TEXT SECTION:

Polish Orthodox priest & writer (1810 – 1872)

Placyd Jankowski (20 September 1810 - 3 November 1872), also known under his pen name John of Dycalp, was a Polish Orthodox priest and writer.

==Biography==
Jankowski was born in Voyskaya to Gabriel Jankowski, a Uniate canon and archpriest, and Anna Łytkowska; he was part of the Polish Jankowski szlachta family. Until the age of 14, he was educated at a gymnasium in Svislach and a Basilian school in Brest, graduating from the latter in 1824. He was admitted to the seminary at Vilnius University on 28 April 1826, graduating in 1830 with a magister's degree in theology.

After his graduation, he was appointed professor at a Uniate seminary in Zhyrovichy, where he taught scripture, the Latin language and dogmatic theology. His work as a professor was interrupted in 1831 by a cholera epidemic and the November Uprising; he worked as a home tutor in modern-day Belarus until he returned to his academic work in 1832. He sat and passed a doctoral exam at the Roman Catholic Theological Academy in Vilnius in 1831, though his doctoral title was never recognized by Russian authorities.

In 1833, Jankowski was ordained a Uniate priest and married Helena Tupalska. On 16 July 1837, he was made a protopriest. In October 1837, he stated his intention to convert to the Orthodox Church, for which he was considered a traitor in certain circles. After his conversion, he was made an archpriest and was given a golden pectoral cross on 14 May 1838. The following year, in 1839, Jankowski signed the act that liquidated the Uniate Church; Józef Orda recounted in a 1926 letter written to Xawery Pusłowski that Jankowski eventually regretted his involvement in the Church's dissolution. Afterwards, Jankowski was appointed vice-president of the Lithuanian consistory on 15 July 1840. Later, on 10 February 1842, he was awarded the Order of Saint Anna, second and third degrees.

WORK REQUEST 1: According to the Placyd Jankowski biography, where was he appointed professor after graduating, and which subjects did he teach there?
WORK REQUEST 2: Proceed with the Placyd Jankowski biography, picking up after its final sentence.
The rows that come next are separate material and are not part of the Placyd Jankowski biography.

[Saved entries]
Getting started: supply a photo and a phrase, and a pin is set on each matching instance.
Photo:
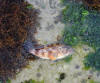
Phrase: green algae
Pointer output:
(93, 60)
(30, 6)
(33, 81)
(92, 81)
(68, 59)
(82, 26)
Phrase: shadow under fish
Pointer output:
(53, 52)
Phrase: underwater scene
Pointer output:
(49, 41)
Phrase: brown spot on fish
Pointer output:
(51, 57)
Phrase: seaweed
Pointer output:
(15, 22)
(82, 26)
(93, 60)
(33, 81)
(75, 16)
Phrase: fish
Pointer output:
(52, 51)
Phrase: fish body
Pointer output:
(52, 51)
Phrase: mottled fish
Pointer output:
(52, 51)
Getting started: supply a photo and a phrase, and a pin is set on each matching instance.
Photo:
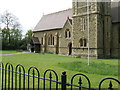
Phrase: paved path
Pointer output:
(14, 53)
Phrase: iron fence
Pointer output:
(17, 79)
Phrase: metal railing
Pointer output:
(20, 79)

YOUR RESPONSE 1: He was appointed professor at a Uniate seminary in Zhyrovichy, where he taught scripture, the Latin language and dogmatic theology.

YOUR RESPONSE 2:
Jankowski was appointed rector of the Orthodox Church of St. Nicholas in Vilnius after he moved to the city in 1845. In 1858, Jankowski retired and moved to Zhyrovichy. After the death of his son and wife in 1867, Jankowski began living a secluded life; he barely interacted with society except for Easter and Christmas — when local authorities and citizens made a "pilgrimage" to offer him wishes — and rarely attended church. He died on 11 March 1872 in Zhyrovichy.

===Writing career===
Jankowski published his first book, Chaos, in 1835 under the pen name Witalis Komu-Jedzie. Six years later, in 1841, he published Pisma przed‑ślubne i przed‑splinowe under the pen name John of Dycalp, which was inspired from his surname and his first name written backwards. After Ignacy Hołowiński had quit his project of translating William Shakespeare's works into Polish, he entrusted it to Jankowski, who would eventually publish four translations of Shakespeare: those of The Merry Wives of Windsor in 1842, Twelfth Night in 1845, and Henry IV, Part 1 & Henry IV, Part 2 in 1847. Of these, the latter two were published as the third volume of Hołowiński's translation work.

In total, Jankowski published 26 works in the 1840s and 1850s; he also wrote articles in local newspapers, including the Kurier Litewski and Vilensky Vitesnik. After his retirement in 1858, Jankowski stopped publishing books. He briefly returned to journalism in the wake of the January Uprising, writing for the Tygodnik Peterburski.